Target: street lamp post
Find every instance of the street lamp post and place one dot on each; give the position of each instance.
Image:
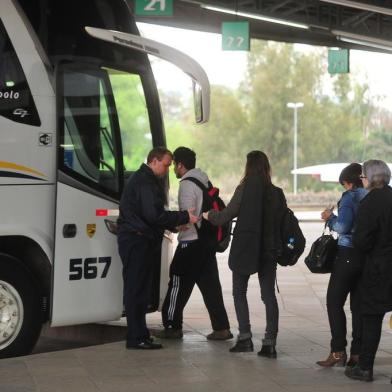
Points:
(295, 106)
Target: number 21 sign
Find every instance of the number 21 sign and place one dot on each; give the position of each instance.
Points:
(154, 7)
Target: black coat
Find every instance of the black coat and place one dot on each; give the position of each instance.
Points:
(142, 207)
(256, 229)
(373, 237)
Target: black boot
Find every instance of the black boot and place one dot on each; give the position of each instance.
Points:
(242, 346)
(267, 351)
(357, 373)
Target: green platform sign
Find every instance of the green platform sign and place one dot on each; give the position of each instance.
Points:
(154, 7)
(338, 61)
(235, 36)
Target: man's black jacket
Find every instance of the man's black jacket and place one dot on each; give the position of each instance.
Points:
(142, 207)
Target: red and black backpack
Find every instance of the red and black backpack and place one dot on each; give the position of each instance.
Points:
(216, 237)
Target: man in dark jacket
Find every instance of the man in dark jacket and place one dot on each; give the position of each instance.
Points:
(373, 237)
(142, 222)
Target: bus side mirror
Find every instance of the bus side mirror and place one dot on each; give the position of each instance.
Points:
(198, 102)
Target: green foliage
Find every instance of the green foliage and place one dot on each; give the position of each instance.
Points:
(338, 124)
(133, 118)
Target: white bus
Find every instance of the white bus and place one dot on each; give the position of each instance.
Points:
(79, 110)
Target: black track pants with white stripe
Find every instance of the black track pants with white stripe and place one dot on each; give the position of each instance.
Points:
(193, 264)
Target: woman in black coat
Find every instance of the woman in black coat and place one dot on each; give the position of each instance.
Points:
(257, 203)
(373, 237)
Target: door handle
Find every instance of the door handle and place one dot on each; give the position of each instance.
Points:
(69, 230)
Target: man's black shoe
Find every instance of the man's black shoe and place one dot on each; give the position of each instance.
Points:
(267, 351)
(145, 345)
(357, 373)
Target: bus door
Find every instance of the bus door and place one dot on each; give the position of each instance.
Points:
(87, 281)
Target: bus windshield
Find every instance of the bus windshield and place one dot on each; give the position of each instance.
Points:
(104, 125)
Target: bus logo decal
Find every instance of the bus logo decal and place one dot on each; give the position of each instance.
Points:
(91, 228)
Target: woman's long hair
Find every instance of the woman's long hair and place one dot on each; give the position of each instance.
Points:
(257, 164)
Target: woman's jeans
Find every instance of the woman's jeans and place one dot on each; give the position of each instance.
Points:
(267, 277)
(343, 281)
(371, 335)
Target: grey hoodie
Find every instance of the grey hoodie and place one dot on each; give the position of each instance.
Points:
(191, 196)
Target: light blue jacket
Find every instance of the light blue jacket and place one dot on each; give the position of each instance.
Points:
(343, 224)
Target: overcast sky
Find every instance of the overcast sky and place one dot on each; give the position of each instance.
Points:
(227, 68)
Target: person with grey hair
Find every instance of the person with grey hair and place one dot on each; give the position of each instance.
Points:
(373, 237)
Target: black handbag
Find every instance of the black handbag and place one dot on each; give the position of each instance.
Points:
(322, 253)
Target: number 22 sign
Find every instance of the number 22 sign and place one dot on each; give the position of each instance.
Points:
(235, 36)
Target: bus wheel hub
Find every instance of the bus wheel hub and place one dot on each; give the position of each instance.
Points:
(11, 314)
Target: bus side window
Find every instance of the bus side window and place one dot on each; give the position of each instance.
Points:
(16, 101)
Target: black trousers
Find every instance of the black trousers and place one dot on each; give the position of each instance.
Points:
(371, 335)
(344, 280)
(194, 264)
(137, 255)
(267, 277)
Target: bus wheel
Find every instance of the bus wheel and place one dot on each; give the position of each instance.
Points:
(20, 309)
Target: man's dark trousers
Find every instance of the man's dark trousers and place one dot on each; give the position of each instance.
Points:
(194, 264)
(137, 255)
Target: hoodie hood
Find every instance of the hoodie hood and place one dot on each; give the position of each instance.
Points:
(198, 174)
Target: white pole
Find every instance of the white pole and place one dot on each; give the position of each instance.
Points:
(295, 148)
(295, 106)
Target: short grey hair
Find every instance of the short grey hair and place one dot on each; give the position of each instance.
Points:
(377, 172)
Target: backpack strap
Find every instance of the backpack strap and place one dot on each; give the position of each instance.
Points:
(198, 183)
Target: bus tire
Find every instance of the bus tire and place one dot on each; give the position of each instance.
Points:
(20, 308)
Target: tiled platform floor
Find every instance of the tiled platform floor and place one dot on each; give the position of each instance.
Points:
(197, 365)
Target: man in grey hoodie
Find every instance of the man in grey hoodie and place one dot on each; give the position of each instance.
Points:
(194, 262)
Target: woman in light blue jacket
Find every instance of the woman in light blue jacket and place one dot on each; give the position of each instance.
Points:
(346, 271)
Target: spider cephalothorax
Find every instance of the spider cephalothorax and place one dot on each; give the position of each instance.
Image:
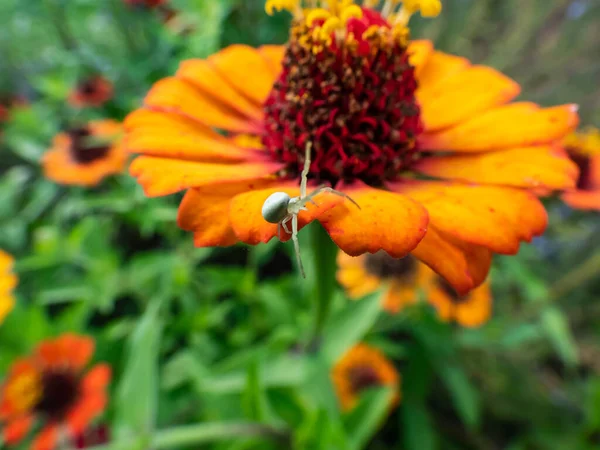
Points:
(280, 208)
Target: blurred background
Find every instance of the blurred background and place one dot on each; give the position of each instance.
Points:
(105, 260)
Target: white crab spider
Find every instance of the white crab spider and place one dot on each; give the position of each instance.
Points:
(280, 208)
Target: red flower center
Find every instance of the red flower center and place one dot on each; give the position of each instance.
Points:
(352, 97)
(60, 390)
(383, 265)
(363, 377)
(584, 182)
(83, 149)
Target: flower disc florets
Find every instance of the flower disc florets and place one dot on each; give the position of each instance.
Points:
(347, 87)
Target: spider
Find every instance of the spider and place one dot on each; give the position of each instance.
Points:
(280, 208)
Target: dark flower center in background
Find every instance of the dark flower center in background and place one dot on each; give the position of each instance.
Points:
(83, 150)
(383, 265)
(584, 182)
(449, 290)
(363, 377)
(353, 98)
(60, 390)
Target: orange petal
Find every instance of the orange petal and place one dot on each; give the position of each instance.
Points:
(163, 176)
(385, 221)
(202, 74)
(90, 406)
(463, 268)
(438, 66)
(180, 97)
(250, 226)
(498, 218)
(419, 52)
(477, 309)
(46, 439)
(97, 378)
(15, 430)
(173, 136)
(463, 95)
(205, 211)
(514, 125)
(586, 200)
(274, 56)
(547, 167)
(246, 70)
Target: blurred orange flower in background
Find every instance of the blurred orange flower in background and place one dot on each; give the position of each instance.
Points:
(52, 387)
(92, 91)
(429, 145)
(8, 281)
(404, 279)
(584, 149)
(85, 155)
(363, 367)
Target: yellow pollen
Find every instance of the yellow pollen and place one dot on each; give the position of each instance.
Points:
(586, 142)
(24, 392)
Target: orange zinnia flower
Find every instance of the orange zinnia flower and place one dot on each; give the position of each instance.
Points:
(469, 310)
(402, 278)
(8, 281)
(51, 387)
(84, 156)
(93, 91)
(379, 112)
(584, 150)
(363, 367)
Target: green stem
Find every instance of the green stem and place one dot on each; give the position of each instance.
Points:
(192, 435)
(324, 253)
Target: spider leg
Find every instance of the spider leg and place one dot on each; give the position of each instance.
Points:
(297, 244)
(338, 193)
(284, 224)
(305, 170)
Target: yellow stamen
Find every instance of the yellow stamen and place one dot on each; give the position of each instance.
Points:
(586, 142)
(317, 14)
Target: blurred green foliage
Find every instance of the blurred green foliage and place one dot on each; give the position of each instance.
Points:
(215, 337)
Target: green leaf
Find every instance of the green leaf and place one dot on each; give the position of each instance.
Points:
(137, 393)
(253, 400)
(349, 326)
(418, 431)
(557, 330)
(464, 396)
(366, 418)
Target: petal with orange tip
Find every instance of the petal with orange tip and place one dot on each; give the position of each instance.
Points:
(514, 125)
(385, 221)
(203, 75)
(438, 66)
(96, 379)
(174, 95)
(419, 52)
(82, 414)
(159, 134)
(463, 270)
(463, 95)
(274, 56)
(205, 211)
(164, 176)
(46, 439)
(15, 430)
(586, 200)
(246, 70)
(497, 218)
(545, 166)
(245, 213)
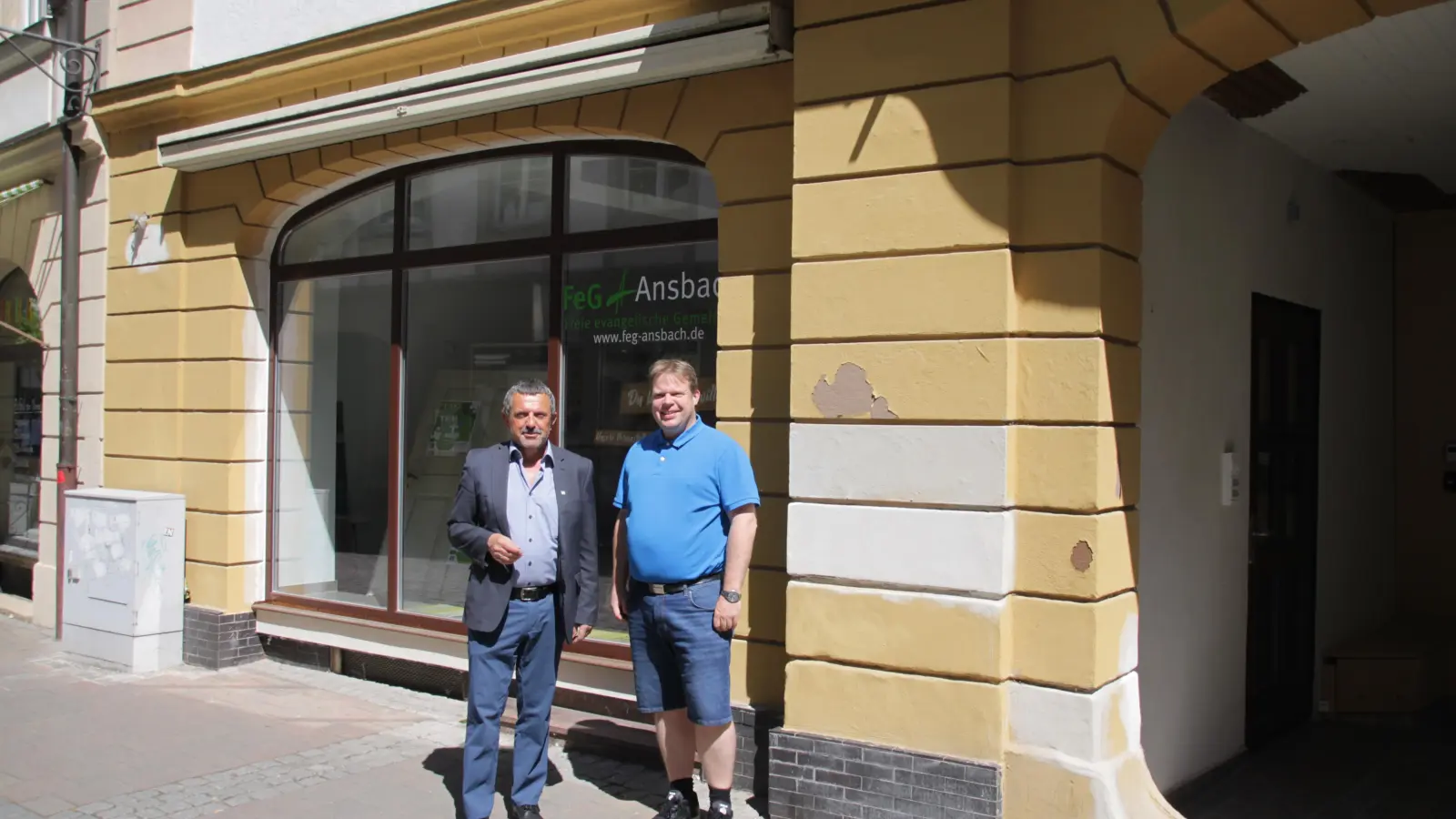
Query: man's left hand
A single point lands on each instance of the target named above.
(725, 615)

——

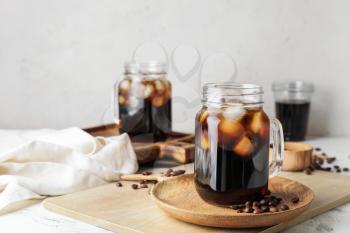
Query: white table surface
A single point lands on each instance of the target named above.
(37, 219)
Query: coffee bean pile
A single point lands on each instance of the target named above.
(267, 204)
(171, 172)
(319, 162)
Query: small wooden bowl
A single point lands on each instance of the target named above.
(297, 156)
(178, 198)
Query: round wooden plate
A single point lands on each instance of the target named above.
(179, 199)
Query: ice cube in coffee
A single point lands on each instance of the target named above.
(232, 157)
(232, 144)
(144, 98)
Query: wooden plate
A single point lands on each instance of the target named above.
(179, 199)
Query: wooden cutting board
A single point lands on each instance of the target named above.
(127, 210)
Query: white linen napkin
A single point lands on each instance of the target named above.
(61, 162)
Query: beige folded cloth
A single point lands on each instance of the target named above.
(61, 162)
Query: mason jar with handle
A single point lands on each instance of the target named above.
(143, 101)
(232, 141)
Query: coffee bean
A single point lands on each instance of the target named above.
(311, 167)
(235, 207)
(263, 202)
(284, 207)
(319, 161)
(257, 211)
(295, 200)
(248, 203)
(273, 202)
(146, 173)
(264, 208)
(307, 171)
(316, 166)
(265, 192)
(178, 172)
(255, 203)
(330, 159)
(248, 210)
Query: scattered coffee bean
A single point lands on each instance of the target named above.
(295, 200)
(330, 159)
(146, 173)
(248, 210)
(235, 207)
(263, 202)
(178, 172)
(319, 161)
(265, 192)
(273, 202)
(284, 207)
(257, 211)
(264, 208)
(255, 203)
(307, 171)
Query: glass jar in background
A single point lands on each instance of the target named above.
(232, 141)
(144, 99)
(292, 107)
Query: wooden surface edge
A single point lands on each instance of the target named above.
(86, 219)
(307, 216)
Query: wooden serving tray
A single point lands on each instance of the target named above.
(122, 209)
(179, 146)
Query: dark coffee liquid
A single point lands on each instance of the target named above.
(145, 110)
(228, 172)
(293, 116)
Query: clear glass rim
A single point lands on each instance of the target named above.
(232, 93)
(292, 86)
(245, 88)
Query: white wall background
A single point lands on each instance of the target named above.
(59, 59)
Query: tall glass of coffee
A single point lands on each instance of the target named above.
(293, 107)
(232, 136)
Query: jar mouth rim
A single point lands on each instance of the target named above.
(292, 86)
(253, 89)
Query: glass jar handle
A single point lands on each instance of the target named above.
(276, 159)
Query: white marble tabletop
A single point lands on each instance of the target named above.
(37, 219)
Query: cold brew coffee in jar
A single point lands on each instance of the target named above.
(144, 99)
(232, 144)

——

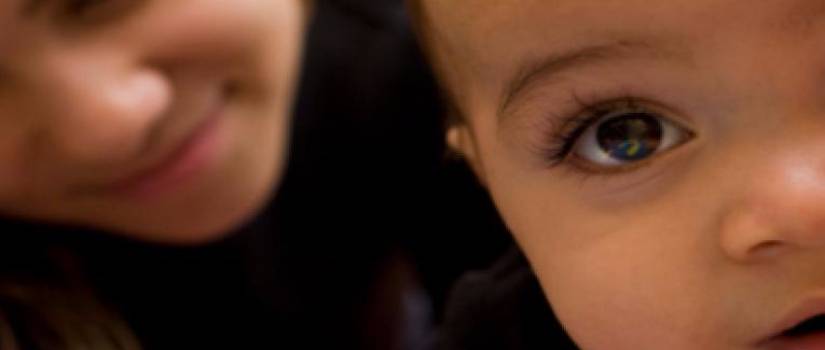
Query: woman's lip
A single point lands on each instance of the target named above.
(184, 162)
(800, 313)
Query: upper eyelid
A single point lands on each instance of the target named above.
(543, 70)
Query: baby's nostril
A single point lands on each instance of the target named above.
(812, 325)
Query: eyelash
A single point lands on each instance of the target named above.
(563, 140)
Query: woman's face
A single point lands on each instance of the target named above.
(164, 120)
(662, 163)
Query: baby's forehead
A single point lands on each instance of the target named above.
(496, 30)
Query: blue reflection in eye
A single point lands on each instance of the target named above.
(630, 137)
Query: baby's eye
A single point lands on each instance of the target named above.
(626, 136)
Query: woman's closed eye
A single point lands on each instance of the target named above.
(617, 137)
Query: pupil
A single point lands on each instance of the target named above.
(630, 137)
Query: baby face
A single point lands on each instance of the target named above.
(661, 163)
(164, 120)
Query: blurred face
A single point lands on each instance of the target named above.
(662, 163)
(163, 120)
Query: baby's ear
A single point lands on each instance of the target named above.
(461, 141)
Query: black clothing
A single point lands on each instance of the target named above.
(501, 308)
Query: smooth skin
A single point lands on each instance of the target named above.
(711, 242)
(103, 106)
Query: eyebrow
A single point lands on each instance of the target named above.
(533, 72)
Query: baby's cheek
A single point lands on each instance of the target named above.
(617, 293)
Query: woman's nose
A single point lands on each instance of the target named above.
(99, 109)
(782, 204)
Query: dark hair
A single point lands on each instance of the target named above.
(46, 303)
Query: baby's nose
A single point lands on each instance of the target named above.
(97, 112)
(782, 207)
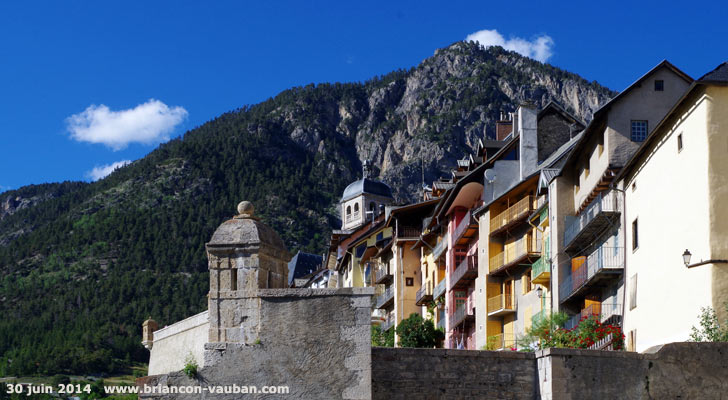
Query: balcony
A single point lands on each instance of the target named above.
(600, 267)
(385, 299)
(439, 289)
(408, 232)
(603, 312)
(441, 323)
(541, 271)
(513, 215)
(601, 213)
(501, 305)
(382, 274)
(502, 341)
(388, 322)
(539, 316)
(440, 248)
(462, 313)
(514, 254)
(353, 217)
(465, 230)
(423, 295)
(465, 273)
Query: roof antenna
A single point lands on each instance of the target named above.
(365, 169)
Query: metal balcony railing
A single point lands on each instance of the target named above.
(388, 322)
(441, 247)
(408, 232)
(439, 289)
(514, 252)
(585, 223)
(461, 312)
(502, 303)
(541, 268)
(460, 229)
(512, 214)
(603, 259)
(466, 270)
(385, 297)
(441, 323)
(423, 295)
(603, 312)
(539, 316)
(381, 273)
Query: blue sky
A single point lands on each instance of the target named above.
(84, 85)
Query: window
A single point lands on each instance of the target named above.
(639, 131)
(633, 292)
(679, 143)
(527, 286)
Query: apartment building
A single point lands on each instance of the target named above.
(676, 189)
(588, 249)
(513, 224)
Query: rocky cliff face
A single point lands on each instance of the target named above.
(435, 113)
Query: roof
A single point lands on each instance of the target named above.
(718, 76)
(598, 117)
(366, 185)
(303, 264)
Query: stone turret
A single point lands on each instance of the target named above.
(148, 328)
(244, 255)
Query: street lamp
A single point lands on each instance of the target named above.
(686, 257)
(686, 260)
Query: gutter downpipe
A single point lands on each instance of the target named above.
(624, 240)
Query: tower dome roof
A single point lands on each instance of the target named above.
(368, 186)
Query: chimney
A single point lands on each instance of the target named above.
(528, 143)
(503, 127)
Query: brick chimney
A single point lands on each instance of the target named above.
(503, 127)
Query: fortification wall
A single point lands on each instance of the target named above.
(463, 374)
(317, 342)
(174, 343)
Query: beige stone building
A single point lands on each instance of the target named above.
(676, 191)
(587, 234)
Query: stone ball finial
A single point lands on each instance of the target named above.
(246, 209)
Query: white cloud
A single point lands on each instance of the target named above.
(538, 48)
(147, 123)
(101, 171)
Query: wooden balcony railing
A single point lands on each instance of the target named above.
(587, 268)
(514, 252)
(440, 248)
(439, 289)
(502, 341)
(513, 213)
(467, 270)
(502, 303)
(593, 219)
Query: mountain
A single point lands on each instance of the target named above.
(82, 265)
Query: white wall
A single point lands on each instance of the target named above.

——

#### TASK TO CARRY OUT
Look above for the line with "Target: street lamp post" and the line with "Target: black track pants with white stripe". Copy them and every line between, exactly, but no pictures.

#### OUTPUT OF THE TASK
Target: street lamp post
Find every instance of the street lamp post and place one dot on each; give the position of each instance.
Image:
Points:
(295, 106)
Target: number 21 sign
Find every instance of the number 21 sign and place one dot on each; give the position of each instance.
Points:
(154, 7)
Target: black coat
Find every instance of the black coat and place one dot on each; give the position of each instance.
Points:
(142, 207)
(256, 229)
(373, 237)
Target: black boot
Find every instance of the black boot and place one dot on each; give the position of each instance.
Points:
(242, 346)
(267, 351)
(357, 373)
Target: green platform sign
Find every instance of the green platform sign and place one dot on each; give the position of each instance.
Points:
(154, 7)
(338, 61)
(235, 36)
Target: man's black jacket
Find every instance of the man's black jacket and place one dot on each; give the position of each instance.
Points:
(142, 207)
Target: red and black backpack
Find every instance of the red and black backpack and place one dot on each; give the position of each instance.
Points:
(216, 237)
Target: man in dark jacket
Find every instance of the man in dark jacket and place one dot on each; give the position of each instance.
Points:
(373, 237)
(142, 222)
Target: bus side mirror
Find every instance of the bus side mirror and place one dot on each; give the position of each instance.
Points:
(198, 102)
Target: green foliage
Find every instance of the green foliage and place one dot on each; give the position of each instance.
Points:
(338, 124)
(133, 118)
Target: white bus
Find every instance of the white bus and place one dot on each; give the position of each instance.
Points:
(79, 110)
Target: black track pants with white stripe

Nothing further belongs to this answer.